**Provided text**
- - - -
Blues Music Now! feature

Don't Start Me To Talkin' — Billy Branch

by Steven Sharp

He sang of being the "New Kid On the Block" on 1990's W.C. Handy Award-winning album "Harp Attack," recorded with his mentors James Cotton, Junior Wells and Carey Bell. But Billy Branch is no kid anymore. And the recent death of Wells, and the questionable health of Cotton and Bell point to the probability that Branch might well become an elder statesman of blues harp long before he even wants to be one.

Billy Branch

Branch was a young college student at the University of Illinois — Chicago when the door to the blues world opened for him. He loved the harp upon sight as a boy, and was proficient on the instrument long before he hit campus. Sharpening his skills by playing at every opportunity while in college, Branch was eventually taken under the expansive wing of Willie Dixon in the 1970s.

Since that time — without a break — Branch has been paying his dues, learning more about the music from Chicago greats including guitarists Buddy Scott, Buster Benton and Johnny Littlejohn, as well as harp legends Bell, Wells and Big John Wrencher.

Branch, one of the blues' most articulate spokesmen, addresses the music with great reverence. His love for the blues and its artists defines his life. And his dedication to the music is reflected, in part, in his recordings, his zest for live performing and in his maintenance of a tough gigging schedule.

While still learning at the feet of Dixon, Branch formed the Sons of Blues — the SOB's. The band immediately began exporting blues to Europe as new bluebloods. The SOB's also re-introduced the blues to young, black audiences at clubs on Chicago's South Side. The band continues these missions today, with Branch going a step further and passing blues on to even younger generations through the Blues In the Schools program he helped found in 1978.

Throughout his career, Branch has enjoyed his share of rewards. He received Most Outstanding Blues Harp Player from Living Blues in 1982 and 1993. In addition to the Handy for "Harp Attack," Branch was presented with a Handy Award in the "Keeping the Blues Alive in Education" category in 1990 and 1994. He has also been a part in the PBS documentary "Precious Memories — A Tribute To 47th Street" that won an Emmy and others that have been nominated for Grammys. Branch has been featured on NBC's "Today Show" and on "Sunday Morning with Charles Kuralt." He has also appeared in two movies, "Adventures In Babysitting" and "Next of Kin." He has a speaking role in the latter of the two.
- - - -
**Information shown**
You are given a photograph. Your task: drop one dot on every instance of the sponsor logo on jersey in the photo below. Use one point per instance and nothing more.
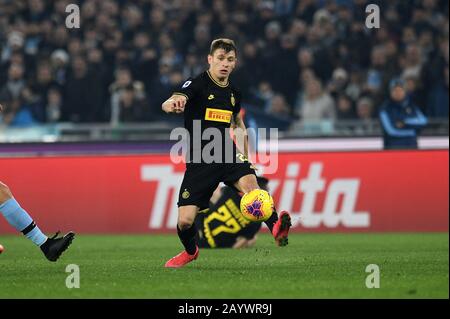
(218, 115)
- - - -
**Prompt**
Rewrite the stretch of the Billy Branch feature from "Don't Start Me" through "wants to be one.", putting "teachers" in place of "mentors". The listing is separate material and has no connection to the Billy Branch feature.

**Answer to the exercise**
Don't Start Me To Talkin' — Billy Branch

by Steven Sharp

He sang of being the "New Kid On the Block" on 1990's W.C. Handy Award-winning album "Harp Attack," recorded with his teachers James Cotton, Junior Wells and Carey Bell. But Billy Branch is no kid anymore. And the recent death of Wells, and the questionable health of Cotton and Bell point to the probability that Branch might well become an elder statesman of blues harp long before he even wants to be one.